Laut dem Endbericht einer Arbeitsgruppe aus Justiz-, Universitäts- und Ministerienvertretern soll künftig nicht mehr der Justizminister bzw. die Justizministerin an der Spitze der Weisungskette der Staatsanwälte stehen. An diese Stelle soll die Generalstaatsanwaltschaft treten - nicht aber in der Person des (erst zu schaffenden) Generalstaatsanwalts. Für Weisungen zuständig sollen ein bis zwei Dreiersenate sein, um "maximale Unabhängigkeit" zu gewährleisten. Die ÖVP lehnte dieses Modell bisher ab, schon beim Namen schieden sich die Geister. Verfassungsministerin Karoline Edtstadler spricht etwa lieber von einer "Bundesstaatsanwaltschaft" und beharrt auf einer monokratischen Behörde mit einer dem Parlament verantwortlichen Person an der Spitze.

DATENZEILEN:
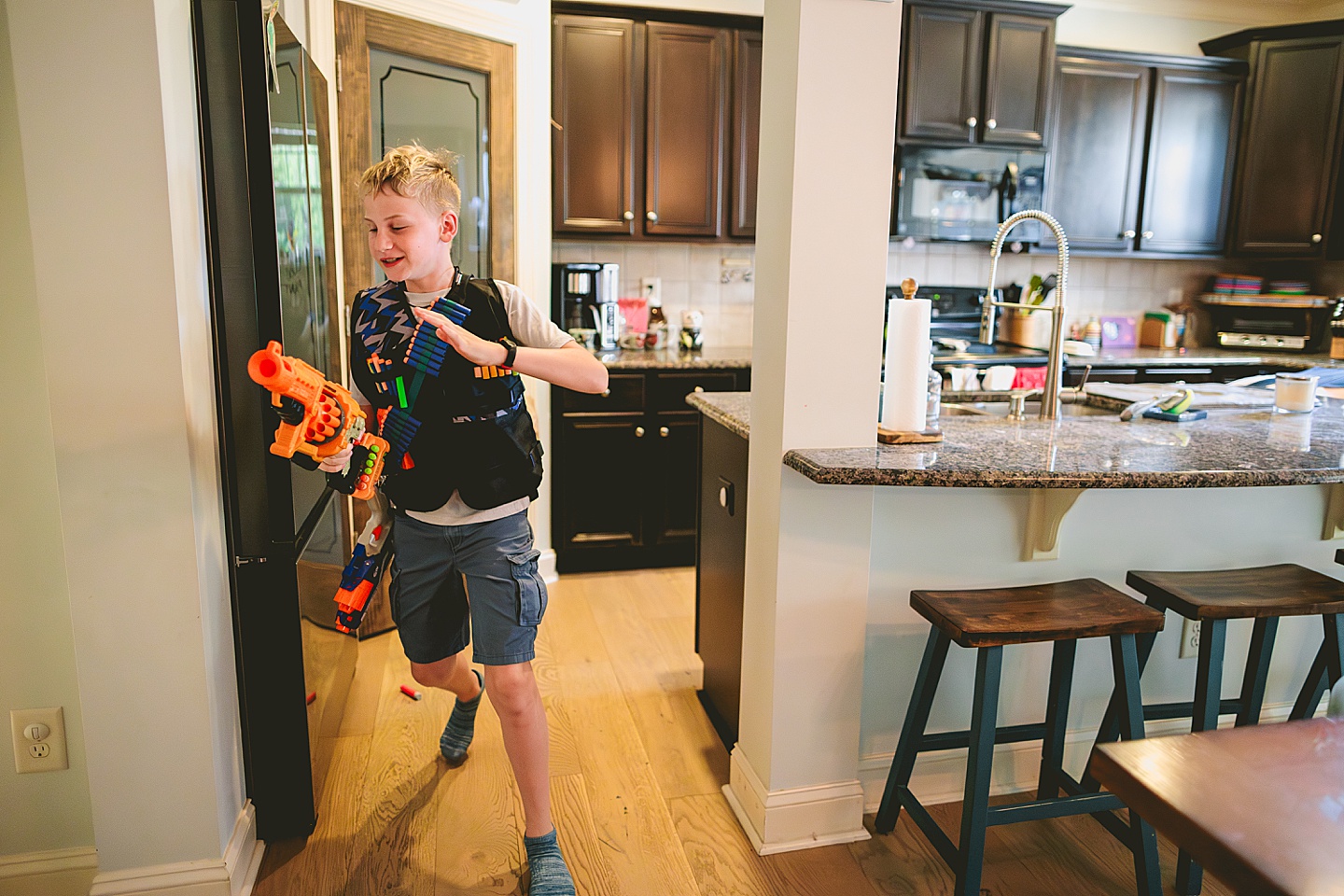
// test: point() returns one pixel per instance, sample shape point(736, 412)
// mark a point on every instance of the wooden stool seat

GESTELLTE AUFGABE: Zitiere bitte den gesamten Abschnitt über die Weisungskette der Staatsanwälte wortgetreu. Die Liste wird hier nicht gebraucht.

GELÖSTE AUFGABE:
Laut dem Endbericht einer Arbeitsgruppe aus Justiz-, Universitäts- und Ministerienvertretern soll künftig nicht mehr der Justizminister bzw. die Justizministerin an der Spitze der Weisungskette der Staatsanwälte stehen. An diese Stelle soll die Generalstaatsanwaltschaft treten - nicht aber in der Person des (erst zu schaffenden) Generalstaatsanwalts. Für Weisungen zuständig sollen ein bis zwei Dreiersenate sein, um "maximale Unabhängigkeit" zu gewährleisten. Die ÖVP lehnte dieses Modell bisher ab, schon beim Namen schieden sich die Geister. Verfassungsministerin Karoline Edtstadler spricht etwa lieber von einer "Bundesstaatsanwaltschaft" und beharrt auf einer monokratischen Behörde mit einer dem Parlament verantwortlichen Person an der Spitze.